* [Complete the following]:
(a) Can you reproduce word for word the part of the interview excerpt below, beginning at the words "Another major work" and stopping after "a common body."?
(b) Does the interview excerpt below agree with each of these statements? Answer yes or no for each, and quote the words of the interview excerpt that decide it.
(i) Pour Your Body Out was made for MoMA in New York in 2008.
(ii) Open My Glade produces the same immersive effect as Pour Your Body Out.
(iii) The artist aims to make the work as small as possible.

* [Selection]:
Another major work after the Venice piece was Pour Your Body Out (7,354 Cubic Metres), which you did for MoMA in New York in 2008. You created a similarly immersive environment in which people could lie back and ‘lose themselves’ in the work. In other works, however, like Open My Glade, 2000, for instance, in which the body is pressed against the glass, you deliberately remind the viewer of the limits of the medium – the fourth wall – creating the opposite effect, that of entrapment. Let me first say something about ‘immersive’. You are right, I try to work as immersively as possible because I think we always try to frame everything behind and within the square format and it affects us strongly. It is a kind of remedy to make the work as huge as possible – it becomes like our skin. In life you are often alone, but when you come together in imaginary rooms you become a common body.

* [Given information]:
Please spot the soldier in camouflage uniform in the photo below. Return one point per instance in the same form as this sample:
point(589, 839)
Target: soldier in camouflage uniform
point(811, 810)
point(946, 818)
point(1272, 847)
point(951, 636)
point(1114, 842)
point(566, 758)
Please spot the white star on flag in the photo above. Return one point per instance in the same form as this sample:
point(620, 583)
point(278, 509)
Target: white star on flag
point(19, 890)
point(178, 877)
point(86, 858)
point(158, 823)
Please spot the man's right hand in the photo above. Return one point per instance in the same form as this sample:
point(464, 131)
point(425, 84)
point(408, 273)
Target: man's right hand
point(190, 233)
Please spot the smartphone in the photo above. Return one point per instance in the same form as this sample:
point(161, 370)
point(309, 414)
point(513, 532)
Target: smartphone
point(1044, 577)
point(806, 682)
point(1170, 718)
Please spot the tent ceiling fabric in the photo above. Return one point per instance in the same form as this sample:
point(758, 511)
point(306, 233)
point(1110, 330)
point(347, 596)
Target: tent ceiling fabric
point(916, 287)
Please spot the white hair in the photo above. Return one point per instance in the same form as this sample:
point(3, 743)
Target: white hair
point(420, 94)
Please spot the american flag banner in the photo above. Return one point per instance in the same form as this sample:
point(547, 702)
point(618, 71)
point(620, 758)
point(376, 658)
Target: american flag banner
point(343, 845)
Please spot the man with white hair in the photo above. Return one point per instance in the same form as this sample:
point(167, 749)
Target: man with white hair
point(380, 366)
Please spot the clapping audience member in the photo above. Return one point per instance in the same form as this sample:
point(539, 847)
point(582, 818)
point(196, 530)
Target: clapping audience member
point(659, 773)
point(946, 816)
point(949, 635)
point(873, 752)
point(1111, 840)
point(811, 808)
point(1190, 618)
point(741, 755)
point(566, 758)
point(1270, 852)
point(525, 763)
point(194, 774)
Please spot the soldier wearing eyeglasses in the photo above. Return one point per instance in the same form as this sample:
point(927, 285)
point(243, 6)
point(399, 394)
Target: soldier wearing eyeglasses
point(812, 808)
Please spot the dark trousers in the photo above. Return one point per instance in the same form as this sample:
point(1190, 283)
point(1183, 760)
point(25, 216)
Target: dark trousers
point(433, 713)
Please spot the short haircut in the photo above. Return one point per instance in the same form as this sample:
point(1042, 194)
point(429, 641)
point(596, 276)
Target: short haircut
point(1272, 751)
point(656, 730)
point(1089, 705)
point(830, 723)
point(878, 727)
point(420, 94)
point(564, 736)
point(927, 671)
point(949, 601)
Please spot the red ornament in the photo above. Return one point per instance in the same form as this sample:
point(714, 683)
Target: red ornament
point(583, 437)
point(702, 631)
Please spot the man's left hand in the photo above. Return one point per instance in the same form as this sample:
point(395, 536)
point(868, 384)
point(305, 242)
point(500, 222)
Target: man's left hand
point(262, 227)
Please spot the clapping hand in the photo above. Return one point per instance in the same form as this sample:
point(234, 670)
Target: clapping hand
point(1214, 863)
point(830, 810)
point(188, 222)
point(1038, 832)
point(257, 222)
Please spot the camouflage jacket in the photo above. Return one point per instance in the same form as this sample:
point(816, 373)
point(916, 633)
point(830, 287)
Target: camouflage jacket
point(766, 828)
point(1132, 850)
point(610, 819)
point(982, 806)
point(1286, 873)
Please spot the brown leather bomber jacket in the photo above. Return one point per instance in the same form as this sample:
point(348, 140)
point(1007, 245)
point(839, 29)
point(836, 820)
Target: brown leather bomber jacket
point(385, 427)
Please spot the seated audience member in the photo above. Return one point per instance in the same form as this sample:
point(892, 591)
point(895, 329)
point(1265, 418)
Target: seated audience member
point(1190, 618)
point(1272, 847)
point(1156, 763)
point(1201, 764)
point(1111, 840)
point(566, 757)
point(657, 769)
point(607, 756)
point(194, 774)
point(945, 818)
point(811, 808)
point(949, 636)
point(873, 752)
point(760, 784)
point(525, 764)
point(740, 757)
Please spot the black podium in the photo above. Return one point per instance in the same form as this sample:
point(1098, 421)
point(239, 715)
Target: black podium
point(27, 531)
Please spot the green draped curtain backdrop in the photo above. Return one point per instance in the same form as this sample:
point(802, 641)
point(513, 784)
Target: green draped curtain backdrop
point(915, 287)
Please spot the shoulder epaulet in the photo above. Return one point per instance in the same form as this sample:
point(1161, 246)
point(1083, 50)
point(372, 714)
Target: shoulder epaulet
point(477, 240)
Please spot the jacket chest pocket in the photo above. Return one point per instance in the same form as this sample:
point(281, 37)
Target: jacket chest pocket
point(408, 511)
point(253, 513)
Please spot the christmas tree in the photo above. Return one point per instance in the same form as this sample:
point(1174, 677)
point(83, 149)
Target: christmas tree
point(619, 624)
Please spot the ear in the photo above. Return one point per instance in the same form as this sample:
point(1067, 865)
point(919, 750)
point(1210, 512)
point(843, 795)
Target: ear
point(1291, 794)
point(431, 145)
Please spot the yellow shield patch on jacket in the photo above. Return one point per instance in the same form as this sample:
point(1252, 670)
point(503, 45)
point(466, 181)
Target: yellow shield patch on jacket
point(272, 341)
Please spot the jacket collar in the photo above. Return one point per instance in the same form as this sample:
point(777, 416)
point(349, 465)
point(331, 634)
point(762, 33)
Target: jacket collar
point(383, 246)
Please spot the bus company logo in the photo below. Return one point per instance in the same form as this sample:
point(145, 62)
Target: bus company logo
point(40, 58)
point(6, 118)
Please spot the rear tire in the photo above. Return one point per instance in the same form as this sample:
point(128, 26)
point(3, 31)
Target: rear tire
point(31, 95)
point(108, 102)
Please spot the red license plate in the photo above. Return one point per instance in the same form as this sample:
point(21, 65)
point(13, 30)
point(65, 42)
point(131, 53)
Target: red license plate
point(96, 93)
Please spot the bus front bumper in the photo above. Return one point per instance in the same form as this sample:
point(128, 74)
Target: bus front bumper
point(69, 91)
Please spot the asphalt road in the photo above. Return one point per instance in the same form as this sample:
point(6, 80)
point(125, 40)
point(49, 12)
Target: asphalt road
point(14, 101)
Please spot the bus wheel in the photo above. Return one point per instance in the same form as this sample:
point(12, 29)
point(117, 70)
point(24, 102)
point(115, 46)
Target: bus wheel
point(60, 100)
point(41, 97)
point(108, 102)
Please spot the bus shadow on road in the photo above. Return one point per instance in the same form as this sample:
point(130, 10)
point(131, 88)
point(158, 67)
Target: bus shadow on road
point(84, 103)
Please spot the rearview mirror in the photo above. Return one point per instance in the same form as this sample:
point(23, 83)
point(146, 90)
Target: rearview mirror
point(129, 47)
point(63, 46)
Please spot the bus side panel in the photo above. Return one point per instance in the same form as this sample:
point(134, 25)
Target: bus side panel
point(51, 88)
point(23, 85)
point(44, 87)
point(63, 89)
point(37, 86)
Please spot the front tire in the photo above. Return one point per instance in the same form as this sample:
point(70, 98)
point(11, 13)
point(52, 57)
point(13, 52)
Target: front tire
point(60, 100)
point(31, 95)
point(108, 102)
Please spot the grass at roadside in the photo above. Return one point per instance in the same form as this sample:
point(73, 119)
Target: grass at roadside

* [Task answers]:
(a)
Another major work after the Venice piece was Pour Your Body Out (7,354 Cubic Metres), which you did for MoMA in New York in 2008. You created a similarly immersive environment in which people could lie back and ‘lose themselves’ in the work. In other works, however, like Open My Glade, 2000, for instance, in which the body is pressed against the glass, you deliberately remind the viewer of the limits of the medium – the fourth wall – creating the opposite effect, that of entrapment. Let me first say something about ‘immersive’. You are right, I try to work as immersively as possible because I think we always try to frame everything behind and within the square format and it affects us strongly. It is a kind of remedy to make the work as huge as possible – it becomes like our skin. In life you are often alone, but when you come together in imaginary rooms you become a common body.

(b)
(i) Yes: "which you did for MoMA in New York in 2008"
(ii) No: "creating the opposite effect, that of entrapment"
(iii) No: "It is a kind of remedy to make the work as huge as possible"